- **Data section**

·····

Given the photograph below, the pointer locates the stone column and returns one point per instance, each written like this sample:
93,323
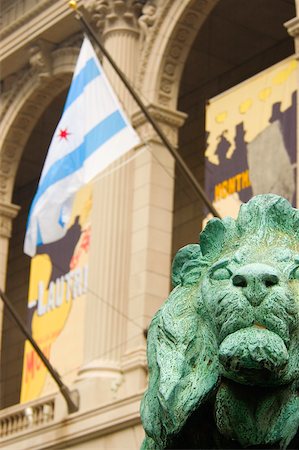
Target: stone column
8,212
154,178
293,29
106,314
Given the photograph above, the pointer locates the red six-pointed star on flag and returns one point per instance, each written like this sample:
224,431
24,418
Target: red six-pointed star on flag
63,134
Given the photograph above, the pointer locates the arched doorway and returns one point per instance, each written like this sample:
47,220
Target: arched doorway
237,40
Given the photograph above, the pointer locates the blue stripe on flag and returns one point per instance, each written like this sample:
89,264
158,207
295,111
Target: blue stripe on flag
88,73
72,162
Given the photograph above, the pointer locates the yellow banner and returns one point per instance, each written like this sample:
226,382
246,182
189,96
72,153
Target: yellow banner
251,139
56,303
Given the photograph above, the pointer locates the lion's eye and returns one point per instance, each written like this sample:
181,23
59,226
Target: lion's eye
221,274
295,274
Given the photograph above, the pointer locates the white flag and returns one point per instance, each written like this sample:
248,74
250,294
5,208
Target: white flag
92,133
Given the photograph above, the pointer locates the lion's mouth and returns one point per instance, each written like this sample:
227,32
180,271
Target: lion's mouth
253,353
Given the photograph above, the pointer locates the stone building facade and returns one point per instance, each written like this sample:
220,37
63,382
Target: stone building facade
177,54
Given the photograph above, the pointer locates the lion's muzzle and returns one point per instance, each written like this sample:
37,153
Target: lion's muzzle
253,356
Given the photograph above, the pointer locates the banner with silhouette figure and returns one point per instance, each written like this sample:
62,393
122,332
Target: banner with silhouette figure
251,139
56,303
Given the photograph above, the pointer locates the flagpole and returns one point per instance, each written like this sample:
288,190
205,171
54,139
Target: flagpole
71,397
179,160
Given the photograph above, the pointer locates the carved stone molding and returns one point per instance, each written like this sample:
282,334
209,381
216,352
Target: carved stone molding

·····

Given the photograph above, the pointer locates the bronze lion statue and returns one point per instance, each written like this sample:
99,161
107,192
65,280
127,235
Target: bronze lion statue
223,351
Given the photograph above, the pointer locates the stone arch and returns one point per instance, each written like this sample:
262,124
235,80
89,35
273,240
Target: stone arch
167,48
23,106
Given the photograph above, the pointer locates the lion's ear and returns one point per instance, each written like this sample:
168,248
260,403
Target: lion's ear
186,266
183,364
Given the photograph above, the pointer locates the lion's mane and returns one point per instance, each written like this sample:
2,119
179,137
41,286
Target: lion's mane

·····

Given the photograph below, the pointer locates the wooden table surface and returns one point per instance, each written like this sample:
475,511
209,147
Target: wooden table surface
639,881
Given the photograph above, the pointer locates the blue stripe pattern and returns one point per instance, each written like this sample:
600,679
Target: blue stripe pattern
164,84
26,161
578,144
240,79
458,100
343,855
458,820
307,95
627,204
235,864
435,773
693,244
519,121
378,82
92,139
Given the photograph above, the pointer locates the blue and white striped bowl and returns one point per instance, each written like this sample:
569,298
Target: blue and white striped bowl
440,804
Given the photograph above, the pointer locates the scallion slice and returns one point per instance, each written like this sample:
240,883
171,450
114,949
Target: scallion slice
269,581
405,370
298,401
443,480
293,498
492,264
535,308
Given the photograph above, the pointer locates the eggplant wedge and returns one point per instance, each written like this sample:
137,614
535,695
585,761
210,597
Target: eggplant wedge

·····

- **Task prompt**
Report how many of the lines above contain the string "scallion", counting case. Reply with the number only.

- **Exercise output**
2